### TASK:
Please format the records below as a numbered list, leaving out any blank lines.

### RECORDS SUPPLIED:
◇ ◇ ◇ ◇

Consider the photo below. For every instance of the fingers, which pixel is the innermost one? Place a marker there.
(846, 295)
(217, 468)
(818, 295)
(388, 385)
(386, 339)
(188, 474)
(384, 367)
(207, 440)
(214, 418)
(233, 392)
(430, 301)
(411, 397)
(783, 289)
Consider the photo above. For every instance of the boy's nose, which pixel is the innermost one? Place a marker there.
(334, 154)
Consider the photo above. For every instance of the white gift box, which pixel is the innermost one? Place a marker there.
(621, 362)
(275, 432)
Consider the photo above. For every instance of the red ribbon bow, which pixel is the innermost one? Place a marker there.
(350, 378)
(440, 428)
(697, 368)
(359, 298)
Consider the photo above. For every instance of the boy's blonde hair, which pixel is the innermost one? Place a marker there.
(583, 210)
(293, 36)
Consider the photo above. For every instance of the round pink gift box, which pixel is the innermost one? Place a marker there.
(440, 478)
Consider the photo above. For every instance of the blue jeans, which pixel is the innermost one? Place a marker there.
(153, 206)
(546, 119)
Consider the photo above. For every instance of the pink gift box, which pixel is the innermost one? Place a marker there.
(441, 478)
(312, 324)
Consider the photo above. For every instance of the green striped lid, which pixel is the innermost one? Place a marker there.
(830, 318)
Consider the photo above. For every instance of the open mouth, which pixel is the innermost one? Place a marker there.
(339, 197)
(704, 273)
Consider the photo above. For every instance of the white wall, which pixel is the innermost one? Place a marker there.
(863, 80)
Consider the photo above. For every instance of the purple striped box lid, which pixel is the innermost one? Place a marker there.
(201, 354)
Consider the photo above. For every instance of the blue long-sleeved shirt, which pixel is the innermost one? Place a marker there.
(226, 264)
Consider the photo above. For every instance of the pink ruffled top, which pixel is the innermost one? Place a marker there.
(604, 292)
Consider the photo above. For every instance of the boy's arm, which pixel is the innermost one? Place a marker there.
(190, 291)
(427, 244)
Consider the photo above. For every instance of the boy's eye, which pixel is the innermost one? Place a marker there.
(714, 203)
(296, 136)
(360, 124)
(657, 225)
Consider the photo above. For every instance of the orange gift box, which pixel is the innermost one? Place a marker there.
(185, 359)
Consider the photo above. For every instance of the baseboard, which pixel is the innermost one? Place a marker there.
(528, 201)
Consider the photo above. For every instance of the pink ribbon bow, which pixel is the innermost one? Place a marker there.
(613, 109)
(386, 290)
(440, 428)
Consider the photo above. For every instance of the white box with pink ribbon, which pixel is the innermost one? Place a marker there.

◇ ◇ ◇ ◇

### OUTPUT:
1. Consider the photo below. For every instance of the fingers, which pixel is the innermost one? Place a marker there.
2. (846, 295)
3. (217, 468)
4. (818, 295)
5. (388, 385)
6. (386, 339)
7. (188, 474)
8. (384, 367)
9. (207, 440)
10. (214, 418)
11. (233, 392)
12. (430, 301)
13. (411, 397)
14. (783, 289)
15. Consider the photo above. For every instance of the boy's nose, which pixel is the innermost one? Place a marker there.
16. (334, 154)
17. Consider the photo above. For every instance of the white gift box, which pixel is the innermost one? Place a marker there.
18. (621, 362)
19. (275, 432)
20. Consider the photo above. For every instance of the red ribbon bow, which pixel is the innermost one? Place a marker there.
21. (350, 378)
22. (440, 428)
23. (697, 368)
24. (359, 298)
25. Consider the photo above. For every instance of the boy's blonde hair, which pixel is the innermost one? Place a marker there.
26. (583, 210)
27. (293, 36)
28. Consider the photo above. For every instance of the round pink gift box, which pixel is the innermost one? Place a marker there.
29. (440, 478)
30. Consider the photo above. For every instance of the blue jeans, which pixel is the innermost one? Place a marker there.
31. (153, 206)
32. (546, 119)
33. Consider the photo above. For every instance of the pink gift box, which pixel is the innermost one? Place a marker there.
34. (441, 478)
35. (312, 324)
36. Consider the photo above. For every instance of the green striped lid, which pixel is the innermost one? Place a marker there.
37. (830, 318)
38. Consider the photo above. For every instance of the open mouth, which pixel is the innermost one? Place a marker there.
39. (339, 197)
40. (704, 273)
41. Consider the photo above. For every instance of the white wall, which pixel is the innermost one? Place a marker there.
42. (863, 80)
43. Consider the photo above. For every instance of the purple striped box lid, which pixel is the innermost one? Place a marker there.
44. (201, 354)
45. Consider the photo above. For every instance of the blue long-sleeved shirt, which pixel is the innermost one? Place a marker there.
46. (226, 264)
47. Consider the photo above. For every instance of the pink ruffled top, which pixel is the innermost one? Place a marker there.
48. (604, 292)
49. Consider the photo above. For every instance of the boy's arm, which pixel is the innermost one? Place a marker there.
50. (190, 291)
51. (427, 244)
52. Consider the photo above. For every instance of the boy's eye, which pixel is the innermost one? Place a marker there.
53. (714, 203)
54. (296, 136)
55. (360, 124)
56. (657, 225)
57. Consider the photo above. For every instance of the orange gift box, which pixel is the innermost one? Place a marker there.
58. (185, 359)
59. Consider the photo above. For every instance of the baseboard, which pixel is the innermost one? Place a marker there.
60. (528, 201)
61. Consider the photo above. For every instance of the pink ribbon bow, which pixel is the innermost one? Place a marker there.
62. (613, 109)
63. (386, 290)
64. (440, 428)
65. Consider the photo above. For every instance of the white box with pink ribbon, which pixel is the innermost one? Place a marker there.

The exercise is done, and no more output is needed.